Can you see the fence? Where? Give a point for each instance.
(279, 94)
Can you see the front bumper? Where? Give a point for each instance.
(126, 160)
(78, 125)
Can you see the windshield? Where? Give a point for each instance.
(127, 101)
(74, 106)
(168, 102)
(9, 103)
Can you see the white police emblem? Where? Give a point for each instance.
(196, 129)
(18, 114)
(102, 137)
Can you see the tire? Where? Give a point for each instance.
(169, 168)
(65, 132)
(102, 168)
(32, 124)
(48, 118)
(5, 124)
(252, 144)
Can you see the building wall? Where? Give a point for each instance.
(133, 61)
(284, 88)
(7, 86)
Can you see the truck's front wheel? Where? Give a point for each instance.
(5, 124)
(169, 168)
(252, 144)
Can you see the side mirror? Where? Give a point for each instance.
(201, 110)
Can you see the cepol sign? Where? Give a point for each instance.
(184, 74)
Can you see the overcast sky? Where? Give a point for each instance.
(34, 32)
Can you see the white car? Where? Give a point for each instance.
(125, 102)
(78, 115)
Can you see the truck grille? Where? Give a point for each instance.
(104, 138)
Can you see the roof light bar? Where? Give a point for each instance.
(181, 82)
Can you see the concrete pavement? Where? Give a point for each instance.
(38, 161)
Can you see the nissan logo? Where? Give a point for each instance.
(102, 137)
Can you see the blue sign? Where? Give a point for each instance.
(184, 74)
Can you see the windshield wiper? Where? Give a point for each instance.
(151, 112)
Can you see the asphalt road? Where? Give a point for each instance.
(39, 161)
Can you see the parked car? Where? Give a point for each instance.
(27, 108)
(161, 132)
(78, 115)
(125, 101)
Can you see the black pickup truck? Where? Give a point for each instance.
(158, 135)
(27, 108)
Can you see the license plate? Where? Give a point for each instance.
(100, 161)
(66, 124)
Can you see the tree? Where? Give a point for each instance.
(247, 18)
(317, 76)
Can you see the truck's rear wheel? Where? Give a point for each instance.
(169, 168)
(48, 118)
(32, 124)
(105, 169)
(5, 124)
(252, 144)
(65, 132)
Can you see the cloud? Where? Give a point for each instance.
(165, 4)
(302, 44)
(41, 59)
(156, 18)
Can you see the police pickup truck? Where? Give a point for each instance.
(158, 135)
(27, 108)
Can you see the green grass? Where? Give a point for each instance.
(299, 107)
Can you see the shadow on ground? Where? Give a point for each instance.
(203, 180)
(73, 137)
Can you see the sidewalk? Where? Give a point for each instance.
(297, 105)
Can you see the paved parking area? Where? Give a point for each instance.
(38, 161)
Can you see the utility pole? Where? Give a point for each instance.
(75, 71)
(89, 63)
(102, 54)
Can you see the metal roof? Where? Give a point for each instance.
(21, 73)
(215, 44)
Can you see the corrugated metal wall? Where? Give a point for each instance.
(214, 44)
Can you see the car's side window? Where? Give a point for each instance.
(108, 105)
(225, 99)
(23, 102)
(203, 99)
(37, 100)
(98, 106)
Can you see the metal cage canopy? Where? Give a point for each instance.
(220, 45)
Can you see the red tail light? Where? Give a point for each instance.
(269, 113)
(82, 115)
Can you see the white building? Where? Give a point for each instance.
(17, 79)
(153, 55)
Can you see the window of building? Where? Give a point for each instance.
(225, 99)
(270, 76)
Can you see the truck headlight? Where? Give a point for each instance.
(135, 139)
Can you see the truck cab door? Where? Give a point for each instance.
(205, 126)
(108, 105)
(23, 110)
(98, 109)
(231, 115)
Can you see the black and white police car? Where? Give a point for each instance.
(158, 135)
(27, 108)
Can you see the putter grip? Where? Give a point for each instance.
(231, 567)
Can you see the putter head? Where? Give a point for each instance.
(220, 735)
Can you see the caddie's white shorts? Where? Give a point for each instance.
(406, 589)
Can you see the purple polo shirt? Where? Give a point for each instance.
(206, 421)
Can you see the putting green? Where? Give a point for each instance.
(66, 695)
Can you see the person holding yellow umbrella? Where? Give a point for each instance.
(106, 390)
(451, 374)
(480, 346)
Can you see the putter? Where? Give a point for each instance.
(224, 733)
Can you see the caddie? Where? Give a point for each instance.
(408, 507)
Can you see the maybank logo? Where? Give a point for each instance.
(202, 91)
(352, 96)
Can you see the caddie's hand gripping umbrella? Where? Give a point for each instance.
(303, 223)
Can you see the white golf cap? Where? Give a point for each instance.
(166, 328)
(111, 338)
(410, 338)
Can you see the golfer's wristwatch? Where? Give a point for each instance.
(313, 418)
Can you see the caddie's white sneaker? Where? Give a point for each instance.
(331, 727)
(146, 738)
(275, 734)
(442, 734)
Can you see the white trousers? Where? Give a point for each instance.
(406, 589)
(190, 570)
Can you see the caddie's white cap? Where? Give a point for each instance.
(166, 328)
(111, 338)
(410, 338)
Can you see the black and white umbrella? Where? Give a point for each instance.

═══

Using the data above, output each line exactly.

> [Answer to this task]:
Can you see the fence? Where? Give a point for each instance.
(279, 94)
Can you see the front bumper? Where? Give a point for each instance.
(126, 160)
(78, 125)
Can you see the windshield? Where? Give a point for each instance.
(127, 101)
(74, 106)
(168, 102)
(9, 103)
Can you see the white police emblem? Where? Give a point for each instance.
(196, 129)
(18, 114)
(102, 137)
Can you see the tire? Where? Give a point for each instance.
(169, 168)
(65, 132)
(102, 168)
(32, 124)
(48, 118)
(5, 124)
(252, 144)
Can you see the building wall? Where? Give a point for each instance.
(133, 61)
(284, 88)
(7, 86)
Can you see the truck's front wheel? Where? Give a point for each instance.
(5, 124)
(169, 168)
(252, 144)
Can you see the side mirror? Where? Give a point for each instance.
(201, 110)
Can you see the cepol sign? Where? Give a point for each instance.
(184, 74)
Can you see the overcast sky? Where? Give a point for each instance.
(34, 32)
Can you see the white car? Where? Give a point for each instance.
(125, 102)
(78, 115)
Can you see the truck grille? Where? Give a point for each instance.
(104, 138)
Can you see the roof light bar? Where? Give a point for each instance.
(181, 82)
Can you see the concrete pavement? Where? Give a point for each instance.
(38, 161)
Can you see the nissan logo? Where? Give a point for each instance.
(102, 137)
Can you see the blue sign? Where? Give a point for each instance.
(184, 74)
Can you see the windshield wiper? Where? Give a point for each instance.
(151, 112)
Can you see the asphalt road? Where? Give a point for each instance.
(39, 161)
Can you see the parked car? Where? Give a point for each instance.
(27, 108)
(161, 132)
(78, 115)
(125, 101)
Can you see the black pickup truck? Where? Give a point for each instance.
(158, 135)
(27, 108)
Can you see the license plate? Where? Give a point for each instance.
(100, 161)
(66, 124)
Can you see the tree? Where? Give a point for each instance.
(247, 18)
(317, 76)
Can you see the truck's rear wheel? Where? Give a point for each instance.
(169, 168)
(48, 118)
(32, 124)
(105, 169)
(5, 124)
(252, 144)
(65, 132)
Can you see the cloud? Where? Give a point for each instance.
(165, 4)
(302, 44)
(41, 59)
(156, 18)
Can you see the police pickup truck? Where? Give a point for each instance.
(158, 135)
(27, 108)
Can you see the green grass? Where? Give a point for each instance.
(299, 107)
Can you see the shadow on ground? Where? Give a point for each instance.
(203, 180)
(73, 137)
Can you see the sidewalk? Where? Give a point for each instance.
(297, 105)
Can you see the paved parking area? Where? Give a point for each instance.
(38, 161)
Can you see the utility pole? Where? Give a point for each instance.
(75, 71)
(89, 63)
(102, 54)
Can you see the metal roof? Where? Give a point for each instance.
(21, 73)
(215, 44)
Can you see the corrugated metal wall? Where? Give a point for each instance.
(214, 44)
Can you see the car's side window? Where? Give a point for each instance.
(108, 105)
(225, 99)
(23, 102)
(203, 99)
(37, 100)
(98, 106)
Can you see the metal cage canopy? Where? Give a point for each instance.
(220, 45)
Can you see the red tail light? Where? Give a point for each instance.
(269, 113)
(82, 115)
Can you see the white building? Where? Give a point for each instance.
(17, 79)
(153, 55)
Can you see the window of building? Where? Give a point for each instance.
(225, 99)
(270, 76)
Can you see the truck headlight? Where? Give a point for each instance.
(135, 139)
Can you see the truck cab door? Where? Give a point for each instance.
(205, 126)
(108, 105)
(23, 110)
(98, 109)
(231, 115)
Can you see the black and white police car? Where? Give a point for each instance.
(158, 135)
(27, 108)
Can you see the putter grip? Where? Give a point for each instance.
(231, 567)
Can you see the putter head? Where? Give a point for each instance.
(220, 735)
Can you see the caddie's white shorts? Where? Give a point for each instance.
(406, 589)
Can you see the purple polo shirt? Where? Give a point for each instance.
(206, 421)
Can you see the putting green? Where? Give a point for each instance.
(66, 695)
Can you see the person holding yellow umbrella? Where? Give a point for each instance.
(106, 390)
(451, 374)
(480, 346)
Can you see the putter? Where? Give a point for each instance.
(224, 733)
Can you see the caddie? Where? Give a point for each instance.
(408, 507)
Can you see the maybank logo? Where? Give a point for each instance.
(202, 91)
(352, 96)
Can you see the caddie's hand gripping umbrella? Where? Give a point for each instance.
(303, 223)
Can you see the white golf cap? Where? Give a point for each instance.
(166, 328)
(111, 338)
(410, 338)
Can you see the golfer's wristwatch? Where? Give a point for each instance.
(313, 418)
Can you see the caddie's white sneaker? Where? Give a point for each instance.
(331, 727)
(146, 738)
(275, 734)
(442, 734)
Can you see the white trousers? Where? Give a point for each instance.
(406, 589)
(190, 570)
Can you see the caddie's white cap? Where? Give a point for each instance.
(166, 328)
(111, 338)
(410, 338)
Can you see the black and white umbrella? Where? Give a point for each instance.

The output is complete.